■ STATED TASK ■
Lay out as a numbered list the lines of the material starting at the line containing "Where can you find the orange stripe" and ending at the line containing "(1021, 360)", omitting blank lines and the pictures.

■ ENTRIES PROVIDED ■
- - -

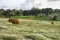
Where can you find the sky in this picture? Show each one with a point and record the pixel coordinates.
(28, 4)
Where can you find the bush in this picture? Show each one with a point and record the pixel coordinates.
(54, 18)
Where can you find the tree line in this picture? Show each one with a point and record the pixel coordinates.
(33, 12)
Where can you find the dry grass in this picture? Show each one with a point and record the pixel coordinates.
(30, 30)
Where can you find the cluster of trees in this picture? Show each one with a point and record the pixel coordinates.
(34, 12)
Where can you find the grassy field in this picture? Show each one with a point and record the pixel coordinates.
(29, 30)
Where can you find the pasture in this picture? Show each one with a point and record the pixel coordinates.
(29, 30)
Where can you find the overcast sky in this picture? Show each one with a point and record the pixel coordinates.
(28, 4)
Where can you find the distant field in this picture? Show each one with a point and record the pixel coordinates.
(29, 30)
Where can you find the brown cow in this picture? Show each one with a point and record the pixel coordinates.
(14, 21)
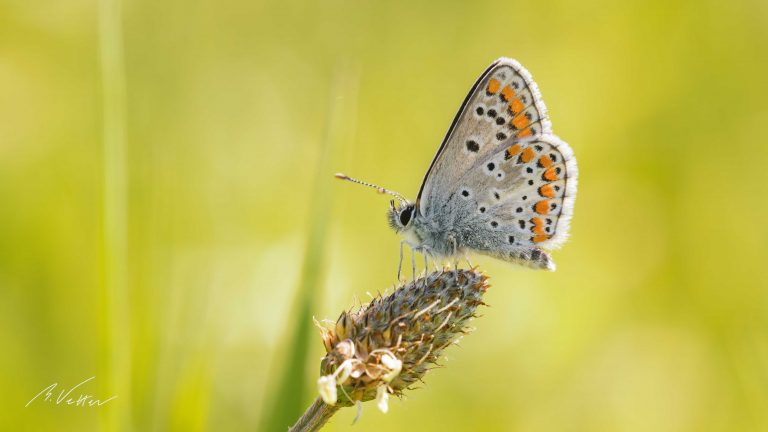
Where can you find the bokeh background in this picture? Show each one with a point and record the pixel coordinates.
(169, 222)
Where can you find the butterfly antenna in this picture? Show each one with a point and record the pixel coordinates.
(380, 189)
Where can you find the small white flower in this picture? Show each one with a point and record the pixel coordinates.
(326, 385)
(382, 398)
(359, 407)
(343, 371)
(393, 364)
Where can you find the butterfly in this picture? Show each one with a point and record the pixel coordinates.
(501, 183)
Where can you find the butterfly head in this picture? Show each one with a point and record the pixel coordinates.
(400, 216)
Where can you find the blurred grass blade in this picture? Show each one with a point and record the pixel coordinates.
(286, 400)
(114, 367)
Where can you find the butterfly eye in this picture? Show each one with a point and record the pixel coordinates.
(405, 216)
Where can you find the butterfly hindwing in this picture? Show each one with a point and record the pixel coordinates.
(518, 201)
(504, 103)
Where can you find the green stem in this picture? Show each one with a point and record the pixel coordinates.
(314, 417)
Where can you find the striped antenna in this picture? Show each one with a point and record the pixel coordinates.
(379, 189)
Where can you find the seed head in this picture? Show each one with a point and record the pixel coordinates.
(390, 344)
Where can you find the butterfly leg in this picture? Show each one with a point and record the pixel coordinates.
(455, 259)
(400, 265)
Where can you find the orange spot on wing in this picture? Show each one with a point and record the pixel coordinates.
(550, 175)
(514, 150)
(547, 191)
(508, 93)
(516, 106)
(493, 86)
(541, 207)
(524, 133)
(545, 161)
(520, 121)
(527, 155)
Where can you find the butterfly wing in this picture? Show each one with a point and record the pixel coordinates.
(517, 202)
(504, 102)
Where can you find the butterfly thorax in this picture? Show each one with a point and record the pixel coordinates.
(425, 233)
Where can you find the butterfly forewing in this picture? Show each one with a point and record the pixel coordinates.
(504, 103)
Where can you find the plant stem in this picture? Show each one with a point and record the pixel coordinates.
(314, 417)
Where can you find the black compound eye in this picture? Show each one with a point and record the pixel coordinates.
(405, 216)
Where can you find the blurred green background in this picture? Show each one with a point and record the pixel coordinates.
(169, 220)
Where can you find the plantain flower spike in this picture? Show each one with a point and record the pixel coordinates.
(388, 345)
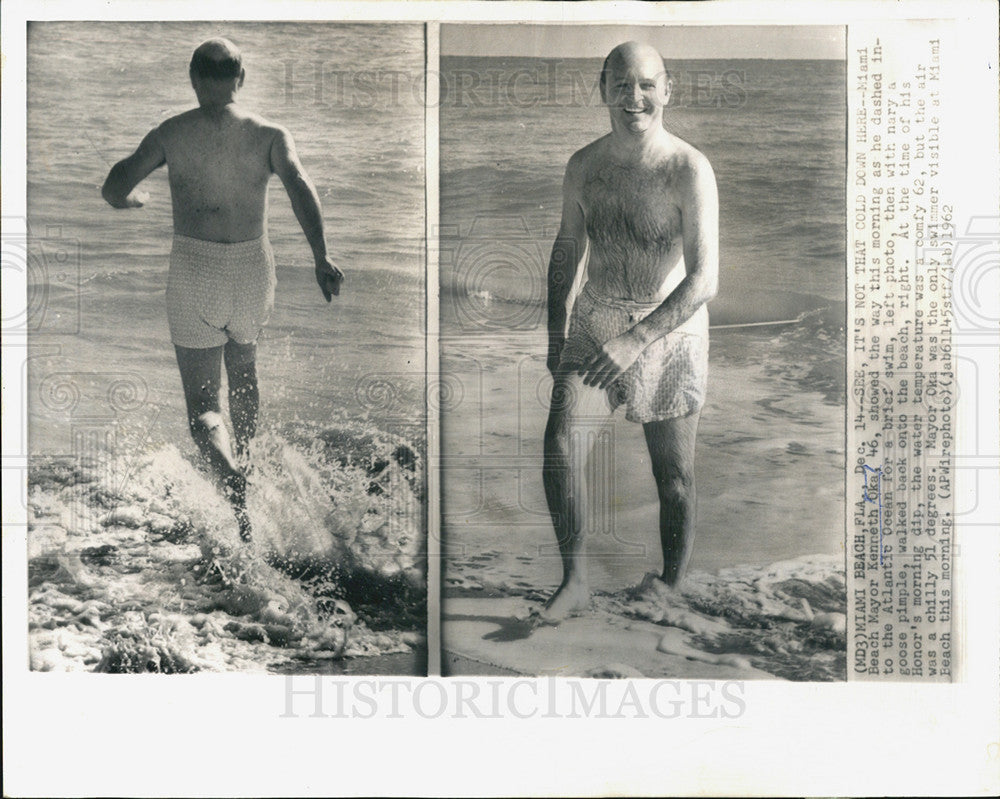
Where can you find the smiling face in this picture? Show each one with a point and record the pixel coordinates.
(635, 87)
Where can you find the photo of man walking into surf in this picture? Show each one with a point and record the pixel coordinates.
(220, 290)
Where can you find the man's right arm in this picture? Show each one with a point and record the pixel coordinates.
(567, 253)
(119, 187)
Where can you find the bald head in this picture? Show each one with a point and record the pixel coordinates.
(632, 57)
(217, 59)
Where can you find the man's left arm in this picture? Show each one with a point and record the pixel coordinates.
(700, 229)
(305, 204)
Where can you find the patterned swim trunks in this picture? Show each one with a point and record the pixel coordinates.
(669, 378)
(217, 291)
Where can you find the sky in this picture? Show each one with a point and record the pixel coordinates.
(673, 41)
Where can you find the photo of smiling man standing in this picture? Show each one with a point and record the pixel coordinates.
(645, 204)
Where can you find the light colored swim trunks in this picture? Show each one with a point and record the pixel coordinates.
(218, 291)
(669, 378)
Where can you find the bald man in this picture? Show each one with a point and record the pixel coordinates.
(220, 289)
(643, 205)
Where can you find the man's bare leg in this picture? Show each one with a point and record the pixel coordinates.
(567, 450)
(201, 373)
(671, 450)
(244, 396)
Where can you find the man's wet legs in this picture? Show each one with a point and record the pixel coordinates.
(671, 445)
(244, 397)
(201, 372)
(568, 441)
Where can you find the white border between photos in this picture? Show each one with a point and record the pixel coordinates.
(79, 734)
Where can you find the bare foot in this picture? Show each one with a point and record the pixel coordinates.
(236, 488)
(570, 598)
(654, 589)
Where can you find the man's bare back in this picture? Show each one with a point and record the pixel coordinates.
(220, 289)
(219, 161)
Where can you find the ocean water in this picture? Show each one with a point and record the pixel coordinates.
(122, 517)
(770, 461)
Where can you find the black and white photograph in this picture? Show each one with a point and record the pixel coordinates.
(649, 217)
(226, 335)
(500, 398)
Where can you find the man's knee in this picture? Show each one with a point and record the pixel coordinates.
(556, 436)
(204, 423)
(675, 485)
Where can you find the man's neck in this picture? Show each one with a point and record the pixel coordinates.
(631, 146)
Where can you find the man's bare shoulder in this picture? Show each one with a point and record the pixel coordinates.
(585, 156)
(688, 163)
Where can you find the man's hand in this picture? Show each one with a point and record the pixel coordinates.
(555, 353)
(329, 278)
(617, 355)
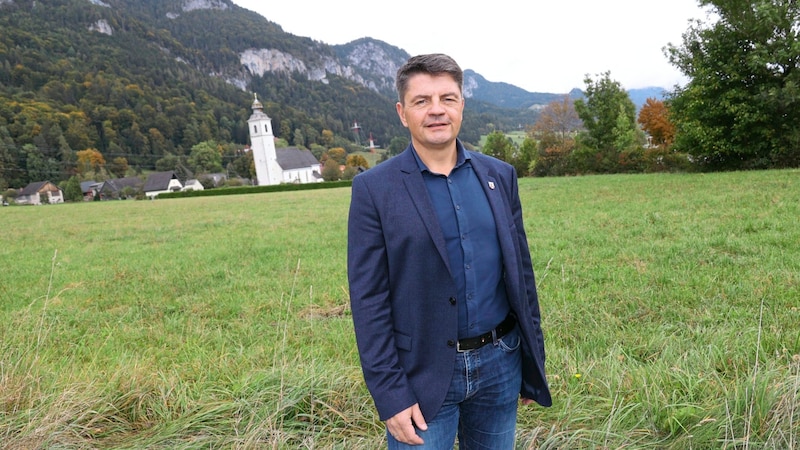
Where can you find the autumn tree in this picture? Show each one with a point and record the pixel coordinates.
(741, 105)
(118, 166)
(89, 161)
(609, 117)
(654, 119)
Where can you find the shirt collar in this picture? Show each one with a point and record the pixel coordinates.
(461, 157)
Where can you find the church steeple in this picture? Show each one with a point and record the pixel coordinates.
(262, 142)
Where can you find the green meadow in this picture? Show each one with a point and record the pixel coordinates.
(670, 307)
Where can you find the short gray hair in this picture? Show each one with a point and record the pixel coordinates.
(431, 64)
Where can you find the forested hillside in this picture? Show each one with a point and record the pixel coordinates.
(142, 80)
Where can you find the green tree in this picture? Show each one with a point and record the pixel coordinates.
(609, 116)
(205, 158)
(741, 105)
(397, 145)
(72, 190)
(499, 146)
(357, 161)
(330, 170)
(555, 130)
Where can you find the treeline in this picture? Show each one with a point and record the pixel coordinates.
(153, 91)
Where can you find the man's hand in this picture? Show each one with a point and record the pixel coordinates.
(401, 426)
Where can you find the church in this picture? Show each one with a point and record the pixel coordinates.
(278, 165)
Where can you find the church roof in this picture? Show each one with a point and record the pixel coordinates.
(291, 158)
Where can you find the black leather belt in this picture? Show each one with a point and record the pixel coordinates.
(479, 341)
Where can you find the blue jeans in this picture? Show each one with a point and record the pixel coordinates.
(481, 405)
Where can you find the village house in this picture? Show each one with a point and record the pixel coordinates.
(120, 188)
(193, 185)
(40, 192)
(160, 183)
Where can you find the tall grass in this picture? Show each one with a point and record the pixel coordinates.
(670, 305)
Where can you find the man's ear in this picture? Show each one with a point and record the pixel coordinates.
(399, 107)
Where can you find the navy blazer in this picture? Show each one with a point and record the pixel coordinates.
(403, 296)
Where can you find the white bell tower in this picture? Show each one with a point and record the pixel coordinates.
(262, 143)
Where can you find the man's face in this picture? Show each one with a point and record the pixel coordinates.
(432, 110)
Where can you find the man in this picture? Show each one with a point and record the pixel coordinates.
(442, 288)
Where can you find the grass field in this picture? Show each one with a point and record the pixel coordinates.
(670, 307)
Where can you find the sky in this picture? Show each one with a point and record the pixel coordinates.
(541, 46)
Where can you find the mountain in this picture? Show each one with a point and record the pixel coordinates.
(143, 81)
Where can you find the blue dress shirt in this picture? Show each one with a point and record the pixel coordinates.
(469, 230)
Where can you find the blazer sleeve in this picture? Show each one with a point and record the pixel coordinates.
(370, 300)
(534, 381)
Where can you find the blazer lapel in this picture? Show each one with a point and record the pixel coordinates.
(418, 193)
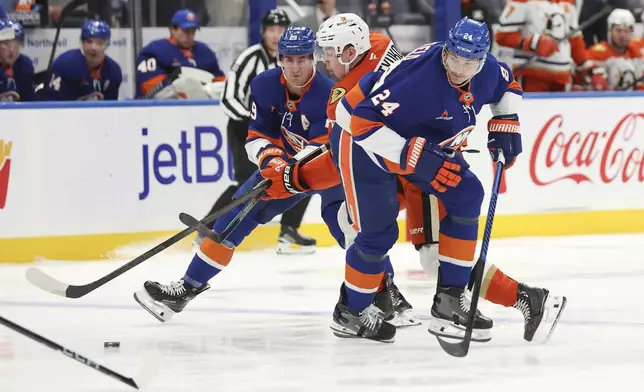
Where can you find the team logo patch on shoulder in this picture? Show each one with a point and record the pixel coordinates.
(336, 94)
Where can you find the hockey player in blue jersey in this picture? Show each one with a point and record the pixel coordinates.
(87, 73)
(179, 67)
(18, 69)
(288, 119)
(412, 121)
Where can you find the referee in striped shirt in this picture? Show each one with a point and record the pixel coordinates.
(235, 103)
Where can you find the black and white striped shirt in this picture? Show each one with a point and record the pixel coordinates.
(236, 97)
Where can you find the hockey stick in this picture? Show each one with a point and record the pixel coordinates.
(587, 23)
(137, 382)
(461, 348)
(202, 229)
(47, 283)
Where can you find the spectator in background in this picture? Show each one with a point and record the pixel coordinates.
(620, 56)
(166, 9)
(18, 69)
(179, 67)
(95, 9)
(323, 11)
(88, 73)
(236, 105)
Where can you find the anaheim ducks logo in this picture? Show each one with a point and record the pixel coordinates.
(336, 94)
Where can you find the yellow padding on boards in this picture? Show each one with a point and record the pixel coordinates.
(102, 246)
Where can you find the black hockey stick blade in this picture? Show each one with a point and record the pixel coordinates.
(144, 375)
(47, 283)
(462, 347)
(202, 229)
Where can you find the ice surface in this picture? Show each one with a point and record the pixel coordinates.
(264, 326)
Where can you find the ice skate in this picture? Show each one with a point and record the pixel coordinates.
(291, 241)
(368, 324)
(450, 314)
(541, 312)
(403, 313)
(164, 300)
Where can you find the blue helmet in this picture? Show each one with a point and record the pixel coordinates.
(96, 29)
(18, 30)
(469, 38)
(7, 32)
(297, 40)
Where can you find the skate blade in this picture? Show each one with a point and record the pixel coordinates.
(406, 318)
(160, 311)
(344, 333)
(294, 249)
(447, 329)
(553, 308)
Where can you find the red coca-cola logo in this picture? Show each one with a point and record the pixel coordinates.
(607, 156)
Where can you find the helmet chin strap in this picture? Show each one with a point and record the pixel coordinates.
(294, 85)
(347, 65)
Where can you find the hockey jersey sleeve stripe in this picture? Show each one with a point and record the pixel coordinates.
(362, 128)
(346, 172)
(152, 83)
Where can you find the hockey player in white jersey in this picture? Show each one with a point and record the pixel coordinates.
(620, 55)
(540, 32)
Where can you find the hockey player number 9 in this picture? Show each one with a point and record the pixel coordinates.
(387, 107)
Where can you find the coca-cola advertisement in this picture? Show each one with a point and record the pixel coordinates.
(579, 154)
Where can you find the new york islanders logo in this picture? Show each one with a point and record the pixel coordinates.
(5, 168)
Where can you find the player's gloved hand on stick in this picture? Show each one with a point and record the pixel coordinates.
(442, 168)
(275, 165)
(503, 135)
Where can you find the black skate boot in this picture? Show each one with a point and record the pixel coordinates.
(541, 311)
(291, 242)
(164, 300)
(450, 313)
(368, 324)
(403, 312)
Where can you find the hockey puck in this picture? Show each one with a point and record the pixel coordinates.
(112, 344)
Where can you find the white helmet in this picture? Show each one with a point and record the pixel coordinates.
(620, 17)
(344, 29)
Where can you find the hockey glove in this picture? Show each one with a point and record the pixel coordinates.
(541, 45)
(442, 168)
(275, 165)
(504, 136)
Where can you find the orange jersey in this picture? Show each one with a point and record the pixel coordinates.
(382, 54)
(604, 51)
(622, 68)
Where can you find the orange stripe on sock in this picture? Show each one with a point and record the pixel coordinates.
(456, 248)
(216, 252)
(499, 288)
(359, 280)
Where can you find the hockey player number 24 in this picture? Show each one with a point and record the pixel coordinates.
(387, 107)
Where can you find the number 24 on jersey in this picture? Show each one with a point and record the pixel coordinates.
(387, 107)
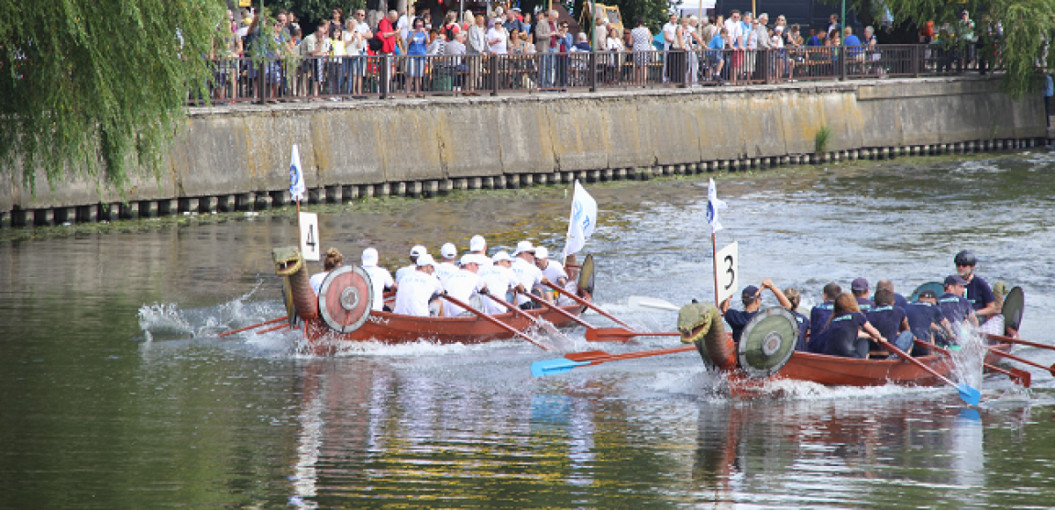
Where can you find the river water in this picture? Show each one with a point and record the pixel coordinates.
(115, 391)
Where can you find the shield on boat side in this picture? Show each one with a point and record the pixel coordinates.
(345, 298)
(767, 342)
(586, 275)
(1013, 305)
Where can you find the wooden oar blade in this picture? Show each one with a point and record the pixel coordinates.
(553, 366)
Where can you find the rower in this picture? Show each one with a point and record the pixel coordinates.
(463, 285)
(860, 288)
(953, 304)
(794, 297)
(417, 251)
(751, 297)
(924, 318)
(449, 265)
(380, 279)
(418, 287)
(889, 320)
(478, 245)
(333, 259)
(819, 315)
(979, 294)
(500, 280)
(842, 335)
(528, 274)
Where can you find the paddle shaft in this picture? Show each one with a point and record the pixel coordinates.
(272, 321)
(993, 367)
(495, 321)
(587, 304)
(558, 309)
(1002, 338)
(1021, 360)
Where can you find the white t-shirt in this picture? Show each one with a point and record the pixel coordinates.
(415, 291)
(461, 285)
(380, 278)
(499, 281)
(528, 275)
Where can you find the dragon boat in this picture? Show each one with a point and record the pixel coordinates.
(766, 352)
(342, 314)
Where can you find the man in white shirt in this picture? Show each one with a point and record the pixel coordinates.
(417, 251)
(418, 288)
(380, 278)
(463, 284)
(500, 280)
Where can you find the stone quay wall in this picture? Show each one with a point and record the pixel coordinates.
(237, 157)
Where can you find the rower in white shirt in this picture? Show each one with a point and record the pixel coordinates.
(463, 285)
(417, 288)
(418, 250)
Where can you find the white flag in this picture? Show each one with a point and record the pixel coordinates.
(583, 220)
(713, 206)
(296, 189)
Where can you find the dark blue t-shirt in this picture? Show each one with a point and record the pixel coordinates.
(978, 293)
(954, 307)
(841, 336)
(819, 318)
(736, 320)
(920, 317)
(803, 327)
(887, 320)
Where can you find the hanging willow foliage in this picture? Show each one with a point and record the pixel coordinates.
(91, 87)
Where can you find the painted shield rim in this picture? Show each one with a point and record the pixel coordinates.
(586, 275)
(782, 352)
(324, 305)
(1014, 303)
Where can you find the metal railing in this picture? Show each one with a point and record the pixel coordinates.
(350, 77)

- - -

■ CORRECT OUTPUT ■
1. Where can you find the orange stripe on sock in this picture? Show each one with a point and record the pixel coordinates.
2. (456, 248)
3. (216, 252)
4. (499, 288)
5. (359, 280)
6. Where can you find the hockey player number 24 in this picture? Show each one with a point and record the pixel coordinates.
7. (387, 107)
8. Where can you find the number 24 on jersey in this picture? Show each one with a point and record the pixel coordinates.
9. (387, 107)
10. Where can you find the river water in this picture? Show each one with a point and record the pixel coordinates.
11. (115, 391)
12. Where can you find the shield on boat side in this picture? Show each one with a point and record the pixel coordinates.
13. (345, 298)
14. (767, 342)
15. (586, 275)
16. (1013, 305)
17. Where can you find the wooden oar blade in this picture? Show each one with a point and record the pixel coordinates.
18. (553, 366)
19. Where can you find the rower in this picture? Show each one with a point and record the pixel coordinates.
20. (463, 285)
21. (860, 288)
22. (953, 304)
23. (794, 297)
24. (417, 251)
25. (751, 297)
26. (924, 318)
27. (449, 265)
28. (380, 279)
29. (418, 287)
30. (889, 320)
31. (478, 245)
32. (333, 259)
33. (819, 315)
34. (979, 294)
35. (500, 280)
36. (842, 335)
37. (528, 274)
38. Where can you find the paddle shaft in this picture? Show each one with a point and record the pixel coordinates.
39. (272, 321)
40. (993, 367)
41. (495, 321)
42. (587, 304)
43. (558, 309)
44. (1002, 338)
45. (1021, 360)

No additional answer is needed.